» Exercise requirements:
Could the listing be repeated exactly, with every picture dropped?
☆ ☆ ☆ ☆ ☆
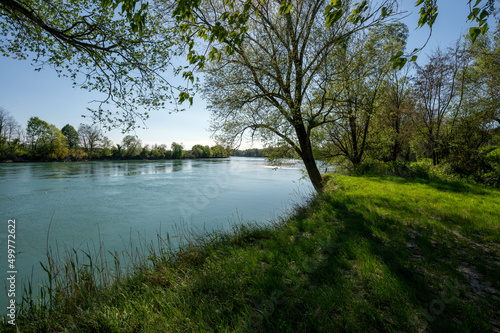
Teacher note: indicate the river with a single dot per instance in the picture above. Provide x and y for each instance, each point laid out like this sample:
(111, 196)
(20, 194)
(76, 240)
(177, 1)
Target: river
(71, 205)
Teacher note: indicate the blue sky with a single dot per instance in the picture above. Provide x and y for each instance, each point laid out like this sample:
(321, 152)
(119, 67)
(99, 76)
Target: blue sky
(26, 93)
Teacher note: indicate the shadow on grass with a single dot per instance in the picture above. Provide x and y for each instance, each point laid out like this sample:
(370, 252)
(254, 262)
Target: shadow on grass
(329, 268)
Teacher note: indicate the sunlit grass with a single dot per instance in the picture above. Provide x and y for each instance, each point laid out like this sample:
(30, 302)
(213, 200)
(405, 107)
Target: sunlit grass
(370, 254)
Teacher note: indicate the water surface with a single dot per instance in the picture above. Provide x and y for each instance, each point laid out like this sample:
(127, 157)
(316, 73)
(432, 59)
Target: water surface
(75, 204)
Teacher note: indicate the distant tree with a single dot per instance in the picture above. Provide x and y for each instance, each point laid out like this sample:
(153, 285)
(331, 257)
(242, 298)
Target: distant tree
(436, 89)
(46, 140)
(90, 136)
(9, 128)
(393, 125)
(37, 132)
(197, 151)
(220, 151)
(177, 150)
(71, 136)
(131, 146)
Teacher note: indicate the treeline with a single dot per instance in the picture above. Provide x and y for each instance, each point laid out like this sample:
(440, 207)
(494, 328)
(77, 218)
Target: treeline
(42, 141)
(269, 152)
(443, 113)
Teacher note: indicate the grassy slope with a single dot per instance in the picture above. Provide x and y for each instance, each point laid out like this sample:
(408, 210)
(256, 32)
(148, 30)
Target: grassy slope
(371, 254)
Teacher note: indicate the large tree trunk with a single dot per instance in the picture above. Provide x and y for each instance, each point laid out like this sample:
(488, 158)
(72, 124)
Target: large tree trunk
(308, 159)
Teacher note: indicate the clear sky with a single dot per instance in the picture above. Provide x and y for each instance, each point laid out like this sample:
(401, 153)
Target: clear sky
(26, 93)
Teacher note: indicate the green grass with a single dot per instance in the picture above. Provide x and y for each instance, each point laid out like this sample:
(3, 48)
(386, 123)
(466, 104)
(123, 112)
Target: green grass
(376, 254)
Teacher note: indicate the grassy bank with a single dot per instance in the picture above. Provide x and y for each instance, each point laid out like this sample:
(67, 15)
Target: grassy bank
(370, 254)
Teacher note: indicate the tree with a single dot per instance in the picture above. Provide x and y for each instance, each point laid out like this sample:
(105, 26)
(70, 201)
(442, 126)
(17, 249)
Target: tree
(436, 86)
(90, 137)
(46, 140)
(361, 68)
(37, 132)
(393, 125)
(9, 127)
(273, 85)
(71, 136)
(131, 146)
(125, 57)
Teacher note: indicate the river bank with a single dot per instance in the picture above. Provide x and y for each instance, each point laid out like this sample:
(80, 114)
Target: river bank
(378, 253)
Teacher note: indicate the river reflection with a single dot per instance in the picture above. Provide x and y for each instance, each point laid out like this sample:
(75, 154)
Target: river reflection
(85, 203)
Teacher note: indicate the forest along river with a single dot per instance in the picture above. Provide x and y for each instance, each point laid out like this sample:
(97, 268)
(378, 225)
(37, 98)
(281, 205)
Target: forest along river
(116, 203)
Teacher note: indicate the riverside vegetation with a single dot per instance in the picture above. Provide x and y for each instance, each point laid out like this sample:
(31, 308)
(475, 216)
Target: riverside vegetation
(383, 253)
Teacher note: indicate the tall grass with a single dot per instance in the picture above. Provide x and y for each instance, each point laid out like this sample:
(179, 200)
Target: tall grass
☆ ☆ ☆ ☆ ☆
» Answer for the task:
Teacher note: indicate the river with a single dot per instance in the picture above. Provide x and y for each instance, each point laid out like this sample:
(111, 196)
(20, 194)
(76, 240)
(177, 1)
Target: river
(71, 205)
Teacher note: indicate the blue sky with a single dot per instance in the picture above. Provide x and y for each instance, each point laid out like this sample:
(321, 152)
(119, 67)
(99, 76)
Target: blue sky
(26, 93)
Teacher note: indicate the shadow on grass with a single dot per instance in the picture above. Provide x and y for each instance, each point laid out like this sample:
(370, 252)
(254, 262)
Target: shadow on grass
(329, 268)
Teacher note: indicate the sunlit grass with a single dot per instance in the picture above. Provide x and y for each instance, each point laid out like this sample:
(30, 302)
(213, 200)
(405, 107)
Target: sunlit grass
(370, 254)
Teacher note: indicate the water surface with a single dot per instance in the picture above. Provide x and y for each instance, each point laid out like this sample:
(127, 157)
(316, 73)
(432, 59)
Target: water surface
(75, 204)
Teacher note: indicate the distant tree with a single dot per instance in the picture above. Provide x and y for each instance, each point laid out like this sample:
(153, 285)
(331, 257)
(242, 298)
Target: distant tree
(436, 89)
(46, 140)
(90, 136)
(9, 128)
(393, 125)
(37, 132)
(197, 151)
(220, 151)
(177, 150)
(71, 136)
(131, 146)
Teacher note: indicate the treeline with a single dot per instance in the picture above. Provide x and y for each instance, each point laid out like this sample:
(440, 207)
(494, 328)
(77, 218)
Target: treeline
(42, 141)
(269, 152)
(443, 113)
Teacher note: indicate the grassy slope with a single dot per instance in the picture above. Provide x and y for each instance, each point laid out like this sample:
(408, 210)
(256, 32)
(148, 30)
Target: grassy slope
(371, 254)
Teacher note: indicate the large tree trunk with a single dot per instance in the picture above. Provide x and y for each instance, each point laid out like this sample:
(488, 158)
(72, 124)
Target: large tree trunk
(308, 159)
Teacher note: indicate the clear sky with a single dot per instance in the picture above. Provide x and y for each instance, each point laid out like this sample:
(401, 153)
Target: clear sky
(26, 93)
Teacher note: indicate the green grass with a single dot per instance in the picture above. Provide x and y for each instance, each point laid out like this sample:
(3, 48)
(386, 123)
(466, 104)
(123, 112)
Target: green grass
(376, 254)
Teacher note: indicate the grassy bank with a single dot per instance in the picture above. Provide x and y for each instance, each point laid out like this sample:
(67, 15)
Target: grassy bank
(370, 254)
Teacher note: indicate the tree with a single dot per instance in the picture above. Provide x and y for each instance, each point laid out like this sample:
(105, 26)
(70, 201)
(442, 126)
(17, 249)
Target: tree
(436, 86)
(90, 137)
(46, 140)
(361, 68)
(37, 132)
(393, 125)
(9, 127)
(273, 85)
(71, 136)
(131, 146)
(125, 57)
Teacher note: indicate the river bank with a single dot per instance in the picture above. Provide x and y for each instance, each point laid out like this sample:
(80, 114)
Target: river bank
(378, 253)
Teacher note: indicate the river reflection with a single dot per instance in the picture above. Provide x and y for each instance, each point laid out like this sample:
(75, 154)
Target: river reflection
(85, 203)
Teacher note: indicate the forest along river with a single dot per instance in the picture above. Provide x and y for each instance, each point laid out like this sample:
(97, 268)
(378, 225)
(37, 98)
(281, 205)
Target: forest along river
(116, 203)
Teacher note: indicate the riverside vegetation with a single dot per instance in the picture above. Provide x and y for each instance, each point laid out like this sample:
(31, 308)
(475, 216)
Target: riverside vegetation
(383, 253)
Teacher note: indicate the tall grass with a single dot per instance in the picture above. Provide x and y for each instance, each point laid out like this sample:
(179, 200)
Target: tall grass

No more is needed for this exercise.